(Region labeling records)
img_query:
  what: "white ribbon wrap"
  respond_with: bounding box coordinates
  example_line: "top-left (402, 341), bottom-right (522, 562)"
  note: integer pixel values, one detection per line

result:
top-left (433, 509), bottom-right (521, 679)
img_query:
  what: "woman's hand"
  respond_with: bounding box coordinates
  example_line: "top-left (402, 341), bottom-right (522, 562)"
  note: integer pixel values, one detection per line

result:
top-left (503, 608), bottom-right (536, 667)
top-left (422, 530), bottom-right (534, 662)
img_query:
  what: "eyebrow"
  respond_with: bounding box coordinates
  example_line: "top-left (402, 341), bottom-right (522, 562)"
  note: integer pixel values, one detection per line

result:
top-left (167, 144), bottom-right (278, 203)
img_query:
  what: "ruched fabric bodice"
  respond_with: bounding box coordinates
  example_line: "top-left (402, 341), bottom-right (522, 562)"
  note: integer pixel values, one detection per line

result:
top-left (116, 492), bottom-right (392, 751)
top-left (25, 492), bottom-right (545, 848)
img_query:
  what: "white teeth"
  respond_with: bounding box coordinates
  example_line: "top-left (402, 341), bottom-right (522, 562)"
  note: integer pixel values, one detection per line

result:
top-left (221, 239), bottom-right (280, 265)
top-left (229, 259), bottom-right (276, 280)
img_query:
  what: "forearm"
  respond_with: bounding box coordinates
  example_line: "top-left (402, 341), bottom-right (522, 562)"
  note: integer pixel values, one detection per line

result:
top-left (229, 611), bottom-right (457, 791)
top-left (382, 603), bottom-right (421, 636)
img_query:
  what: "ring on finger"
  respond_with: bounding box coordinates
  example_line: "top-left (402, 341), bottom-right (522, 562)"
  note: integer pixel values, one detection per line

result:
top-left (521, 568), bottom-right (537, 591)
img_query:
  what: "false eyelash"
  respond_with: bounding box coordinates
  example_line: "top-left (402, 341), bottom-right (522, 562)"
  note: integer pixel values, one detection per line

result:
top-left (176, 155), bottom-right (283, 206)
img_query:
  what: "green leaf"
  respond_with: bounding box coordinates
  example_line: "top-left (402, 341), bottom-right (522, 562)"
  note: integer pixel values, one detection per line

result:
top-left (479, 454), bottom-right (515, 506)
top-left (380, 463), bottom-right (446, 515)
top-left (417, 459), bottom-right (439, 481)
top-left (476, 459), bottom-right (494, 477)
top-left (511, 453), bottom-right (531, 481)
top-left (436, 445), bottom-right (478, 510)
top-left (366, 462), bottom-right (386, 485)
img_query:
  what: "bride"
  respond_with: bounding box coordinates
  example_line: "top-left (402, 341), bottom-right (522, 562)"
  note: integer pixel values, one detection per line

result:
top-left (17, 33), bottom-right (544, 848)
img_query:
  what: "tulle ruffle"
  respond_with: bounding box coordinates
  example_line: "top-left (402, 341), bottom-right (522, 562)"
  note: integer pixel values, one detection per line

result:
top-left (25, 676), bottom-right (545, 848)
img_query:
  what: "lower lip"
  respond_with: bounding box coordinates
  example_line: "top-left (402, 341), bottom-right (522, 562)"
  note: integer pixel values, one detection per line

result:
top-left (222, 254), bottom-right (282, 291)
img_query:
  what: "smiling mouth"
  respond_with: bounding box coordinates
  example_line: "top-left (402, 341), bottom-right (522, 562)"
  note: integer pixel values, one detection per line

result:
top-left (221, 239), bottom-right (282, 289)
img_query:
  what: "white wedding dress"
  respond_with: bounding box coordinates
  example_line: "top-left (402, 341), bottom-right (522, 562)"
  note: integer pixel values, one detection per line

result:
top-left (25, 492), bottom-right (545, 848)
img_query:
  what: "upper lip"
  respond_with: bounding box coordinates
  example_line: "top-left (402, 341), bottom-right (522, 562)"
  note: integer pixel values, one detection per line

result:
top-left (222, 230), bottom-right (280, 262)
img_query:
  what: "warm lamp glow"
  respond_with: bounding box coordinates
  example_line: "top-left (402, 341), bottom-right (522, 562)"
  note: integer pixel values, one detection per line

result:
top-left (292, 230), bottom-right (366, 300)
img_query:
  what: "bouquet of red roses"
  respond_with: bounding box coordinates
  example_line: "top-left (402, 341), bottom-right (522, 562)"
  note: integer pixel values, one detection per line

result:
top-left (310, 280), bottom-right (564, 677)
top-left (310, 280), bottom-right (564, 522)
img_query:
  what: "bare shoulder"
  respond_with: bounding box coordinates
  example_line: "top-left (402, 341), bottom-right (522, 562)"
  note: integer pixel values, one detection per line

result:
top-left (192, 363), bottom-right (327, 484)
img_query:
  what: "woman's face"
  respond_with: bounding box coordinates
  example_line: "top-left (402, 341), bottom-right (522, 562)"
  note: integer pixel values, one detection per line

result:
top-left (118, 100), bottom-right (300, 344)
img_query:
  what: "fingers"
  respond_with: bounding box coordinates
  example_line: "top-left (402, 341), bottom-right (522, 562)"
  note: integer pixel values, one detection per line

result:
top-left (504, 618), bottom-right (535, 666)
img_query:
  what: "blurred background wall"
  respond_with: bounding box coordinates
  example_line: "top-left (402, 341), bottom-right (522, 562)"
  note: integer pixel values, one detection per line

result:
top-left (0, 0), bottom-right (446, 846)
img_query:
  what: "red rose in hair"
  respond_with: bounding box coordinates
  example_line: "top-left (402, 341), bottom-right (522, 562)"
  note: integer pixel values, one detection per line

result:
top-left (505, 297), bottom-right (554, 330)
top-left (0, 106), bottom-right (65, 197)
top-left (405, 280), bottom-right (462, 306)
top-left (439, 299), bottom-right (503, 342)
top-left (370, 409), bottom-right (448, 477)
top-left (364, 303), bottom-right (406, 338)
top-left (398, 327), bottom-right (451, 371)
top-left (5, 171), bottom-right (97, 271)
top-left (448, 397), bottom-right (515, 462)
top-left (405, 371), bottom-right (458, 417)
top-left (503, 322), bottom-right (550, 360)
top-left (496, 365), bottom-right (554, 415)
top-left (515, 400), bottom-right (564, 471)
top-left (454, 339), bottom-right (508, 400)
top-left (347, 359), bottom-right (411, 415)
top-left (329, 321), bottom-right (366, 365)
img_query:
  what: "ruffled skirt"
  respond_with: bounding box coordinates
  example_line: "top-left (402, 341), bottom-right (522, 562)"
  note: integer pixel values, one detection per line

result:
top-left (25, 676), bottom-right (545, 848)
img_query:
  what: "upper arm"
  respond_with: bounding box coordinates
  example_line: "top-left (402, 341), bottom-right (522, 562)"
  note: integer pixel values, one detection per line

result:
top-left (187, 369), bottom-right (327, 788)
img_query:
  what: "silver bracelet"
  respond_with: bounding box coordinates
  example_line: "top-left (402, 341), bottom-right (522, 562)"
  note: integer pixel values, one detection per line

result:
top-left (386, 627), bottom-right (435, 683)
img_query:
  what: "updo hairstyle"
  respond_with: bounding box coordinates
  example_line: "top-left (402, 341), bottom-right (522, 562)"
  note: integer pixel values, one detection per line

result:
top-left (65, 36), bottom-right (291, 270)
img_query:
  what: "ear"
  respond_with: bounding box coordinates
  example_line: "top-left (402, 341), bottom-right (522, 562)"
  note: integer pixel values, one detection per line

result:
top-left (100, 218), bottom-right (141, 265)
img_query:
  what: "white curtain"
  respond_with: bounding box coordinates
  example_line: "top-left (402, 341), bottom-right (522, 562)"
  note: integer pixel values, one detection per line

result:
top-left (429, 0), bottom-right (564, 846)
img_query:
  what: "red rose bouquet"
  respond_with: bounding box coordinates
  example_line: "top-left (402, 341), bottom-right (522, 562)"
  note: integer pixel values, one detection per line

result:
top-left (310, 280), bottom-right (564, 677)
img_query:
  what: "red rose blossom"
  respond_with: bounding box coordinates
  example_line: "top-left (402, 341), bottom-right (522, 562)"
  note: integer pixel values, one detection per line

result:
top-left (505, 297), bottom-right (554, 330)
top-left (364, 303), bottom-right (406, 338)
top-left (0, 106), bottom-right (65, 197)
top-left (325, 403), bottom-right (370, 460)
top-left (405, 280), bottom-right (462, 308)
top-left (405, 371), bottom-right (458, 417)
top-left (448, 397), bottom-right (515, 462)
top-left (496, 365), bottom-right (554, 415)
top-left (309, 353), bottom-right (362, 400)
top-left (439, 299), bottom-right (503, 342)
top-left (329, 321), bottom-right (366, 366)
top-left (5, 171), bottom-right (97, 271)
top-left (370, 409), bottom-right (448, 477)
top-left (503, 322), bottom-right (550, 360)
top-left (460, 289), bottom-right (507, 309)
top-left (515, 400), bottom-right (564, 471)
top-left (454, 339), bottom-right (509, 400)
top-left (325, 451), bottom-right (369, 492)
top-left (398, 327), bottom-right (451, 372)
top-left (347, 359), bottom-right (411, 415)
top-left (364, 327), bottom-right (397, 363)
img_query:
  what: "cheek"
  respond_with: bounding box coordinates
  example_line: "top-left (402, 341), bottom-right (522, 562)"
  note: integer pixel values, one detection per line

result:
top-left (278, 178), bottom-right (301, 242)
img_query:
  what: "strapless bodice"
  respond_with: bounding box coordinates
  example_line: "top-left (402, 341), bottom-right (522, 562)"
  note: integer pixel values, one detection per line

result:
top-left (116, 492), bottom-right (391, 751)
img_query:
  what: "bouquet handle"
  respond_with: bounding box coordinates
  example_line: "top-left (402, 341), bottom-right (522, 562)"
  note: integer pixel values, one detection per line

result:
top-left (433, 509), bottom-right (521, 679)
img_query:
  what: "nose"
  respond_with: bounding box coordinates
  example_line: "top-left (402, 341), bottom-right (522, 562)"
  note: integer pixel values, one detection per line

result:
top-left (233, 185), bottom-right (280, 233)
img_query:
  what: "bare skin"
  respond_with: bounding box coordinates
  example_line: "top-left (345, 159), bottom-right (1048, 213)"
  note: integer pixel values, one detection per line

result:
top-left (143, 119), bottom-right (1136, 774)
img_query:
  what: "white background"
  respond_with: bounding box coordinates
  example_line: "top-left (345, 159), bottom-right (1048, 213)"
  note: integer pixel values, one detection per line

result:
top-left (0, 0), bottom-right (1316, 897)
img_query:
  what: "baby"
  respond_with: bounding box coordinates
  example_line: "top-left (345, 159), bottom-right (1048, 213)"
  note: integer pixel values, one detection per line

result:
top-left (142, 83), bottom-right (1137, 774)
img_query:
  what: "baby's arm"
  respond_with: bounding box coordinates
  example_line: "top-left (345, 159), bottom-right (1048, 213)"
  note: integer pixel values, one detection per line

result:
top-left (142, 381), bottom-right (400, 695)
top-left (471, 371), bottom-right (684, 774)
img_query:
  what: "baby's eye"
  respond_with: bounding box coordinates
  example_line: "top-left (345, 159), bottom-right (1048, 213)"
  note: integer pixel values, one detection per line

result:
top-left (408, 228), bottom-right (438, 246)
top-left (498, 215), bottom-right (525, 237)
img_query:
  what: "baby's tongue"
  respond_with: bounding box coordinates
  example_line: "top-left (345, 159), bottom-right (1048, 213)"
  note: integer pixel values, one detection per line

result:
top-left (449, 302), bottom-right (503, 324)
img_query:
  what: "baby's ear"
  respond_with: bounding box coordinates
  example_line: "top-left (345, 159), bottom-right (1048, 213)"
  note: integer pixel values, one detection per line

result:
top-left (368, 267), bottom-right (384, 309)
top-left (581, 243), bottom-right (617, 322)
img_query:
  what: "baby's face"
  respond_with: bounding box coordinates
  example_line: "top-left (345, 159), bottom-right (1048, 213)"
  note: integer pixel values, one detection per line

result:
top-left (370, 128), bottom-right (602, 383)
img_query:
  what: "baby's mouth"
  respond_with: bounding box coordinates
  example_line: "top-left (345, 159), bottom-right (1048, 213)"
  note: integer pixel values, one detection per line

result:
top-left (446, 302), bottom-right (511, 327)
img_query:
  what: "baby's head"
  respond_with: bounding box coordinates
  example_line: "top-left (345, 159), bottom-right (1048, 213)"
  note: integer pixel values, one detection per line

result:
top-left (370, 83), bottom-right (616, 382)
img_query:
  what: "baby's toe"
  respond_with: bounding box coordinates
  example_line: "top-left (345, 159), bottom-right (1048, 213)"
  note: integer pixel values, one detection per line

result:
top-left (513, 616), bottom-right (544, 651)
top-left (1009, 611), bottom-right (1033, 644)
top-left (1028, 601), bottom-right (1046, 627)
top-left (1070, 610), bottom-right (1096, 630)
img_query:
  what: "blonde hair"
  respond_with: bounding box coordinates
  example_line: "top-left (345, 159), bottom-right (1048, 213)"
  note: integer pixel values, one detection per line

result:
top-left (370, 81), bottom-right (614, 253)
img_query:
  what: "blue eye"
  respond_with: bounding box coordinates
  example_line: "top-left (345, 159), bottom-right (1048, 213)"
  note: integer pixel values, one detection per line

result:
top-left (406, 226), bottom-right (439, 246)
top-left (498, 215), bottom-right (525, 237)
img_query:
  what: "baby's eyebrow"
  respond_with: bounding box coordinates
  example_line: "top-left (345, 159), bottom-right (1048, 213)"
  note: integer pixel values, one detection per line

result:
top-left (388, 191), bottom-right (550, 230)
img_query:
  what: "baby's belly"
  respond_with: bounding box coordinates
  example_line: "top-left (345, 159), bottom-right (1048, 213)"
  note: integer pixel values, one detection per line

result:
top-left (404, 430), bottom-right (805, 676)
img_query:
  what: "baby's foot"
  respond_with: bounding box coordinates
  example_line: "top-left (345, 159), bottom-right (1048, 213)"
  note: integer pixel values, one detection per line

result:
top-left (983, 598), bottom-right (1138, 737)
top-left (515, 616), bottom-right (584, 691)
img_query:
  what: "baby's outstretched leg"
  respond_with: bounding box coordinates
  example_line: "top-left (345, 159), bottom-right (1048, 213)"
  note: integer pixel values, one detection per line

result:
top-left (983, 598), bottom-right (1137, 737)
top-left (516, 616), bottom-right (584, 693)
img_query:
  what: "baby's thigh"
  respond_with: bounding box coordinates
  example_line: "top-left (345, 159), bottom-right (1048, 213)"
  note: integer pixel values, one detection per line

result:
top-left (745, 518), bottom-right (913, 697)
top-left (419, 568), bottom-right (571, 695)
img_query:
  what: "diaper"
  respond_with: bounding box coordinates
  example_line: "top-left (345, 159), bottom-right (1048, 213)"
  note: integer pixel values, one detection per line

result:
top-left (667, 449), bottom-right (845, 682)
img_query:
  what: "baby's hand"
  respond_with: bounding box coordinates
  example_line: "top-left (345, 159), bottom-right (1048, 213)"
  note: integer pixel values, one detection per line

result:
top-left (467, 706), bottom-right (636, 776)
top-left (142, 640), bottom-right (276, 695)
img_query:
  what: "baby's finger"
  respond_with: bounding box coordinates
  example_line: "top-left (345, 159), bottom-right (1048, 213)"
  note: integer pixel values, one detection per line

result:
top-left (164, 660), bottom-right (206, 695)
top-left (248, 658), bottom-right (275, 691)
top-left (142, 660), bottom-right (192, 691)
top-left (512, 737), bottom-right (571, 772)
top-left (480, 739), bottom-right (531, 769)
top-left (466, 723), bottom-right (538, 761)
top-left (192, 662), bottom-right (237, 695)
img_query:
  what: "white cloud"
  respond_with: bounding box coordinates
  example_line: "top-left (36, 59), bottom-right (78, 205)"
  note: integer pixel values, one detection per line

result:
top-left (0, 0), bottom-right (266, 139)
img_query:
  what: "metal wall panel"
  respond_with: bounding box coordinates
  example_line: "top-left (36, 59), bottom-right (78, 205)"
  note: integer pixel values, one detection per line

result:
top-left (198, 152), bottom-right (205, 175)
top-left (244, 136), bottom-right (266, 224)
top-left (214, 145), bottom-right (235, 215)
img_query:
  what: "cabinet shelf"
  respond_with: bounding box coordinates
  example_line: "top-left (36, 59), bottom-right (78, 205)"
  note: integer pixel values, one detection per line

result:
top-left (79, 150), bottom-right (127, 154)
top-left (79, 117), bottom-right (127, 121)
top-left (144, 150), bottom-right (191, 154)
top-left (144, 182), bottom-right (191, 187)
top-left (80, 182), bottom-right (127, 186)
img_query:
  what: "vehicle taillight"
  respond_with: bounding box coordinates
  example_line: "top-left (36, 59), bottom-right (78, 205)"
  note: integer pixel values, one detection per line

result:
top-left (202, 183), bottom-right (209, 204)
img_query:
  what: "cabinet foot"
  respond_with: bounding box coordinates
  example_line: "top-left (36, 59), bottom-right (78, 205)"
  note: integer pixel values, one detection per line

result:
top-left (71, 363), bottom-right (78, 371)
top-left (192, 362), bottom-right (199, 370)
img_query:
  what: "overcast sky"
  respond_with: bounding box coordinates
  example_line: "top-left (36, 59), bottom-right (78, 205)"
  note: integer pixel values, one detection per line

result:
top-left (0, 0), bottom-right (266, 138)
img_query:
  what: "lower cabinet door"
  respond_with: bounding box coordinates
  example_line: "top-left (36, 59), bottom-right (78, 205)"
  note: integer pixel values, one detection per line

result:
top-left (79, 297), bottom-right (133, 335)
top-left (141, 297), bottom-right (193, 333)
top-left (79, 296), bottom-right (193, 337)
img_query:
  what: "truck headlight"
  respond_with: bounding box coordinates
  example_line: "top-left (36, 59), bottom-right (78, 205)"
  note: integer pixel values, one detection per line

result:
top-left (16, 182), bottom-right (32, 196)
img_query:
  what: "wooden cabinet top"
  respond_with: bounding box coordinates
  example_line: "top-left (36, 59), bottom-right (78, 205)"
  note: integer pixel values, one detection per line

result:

Your task: Pick out every line in the items above that contains the word "mouth". Case counts, so match capital and small letters exactly.

Result of this exercise:
  what: "smiling mouth"
  what: "baby's mouth"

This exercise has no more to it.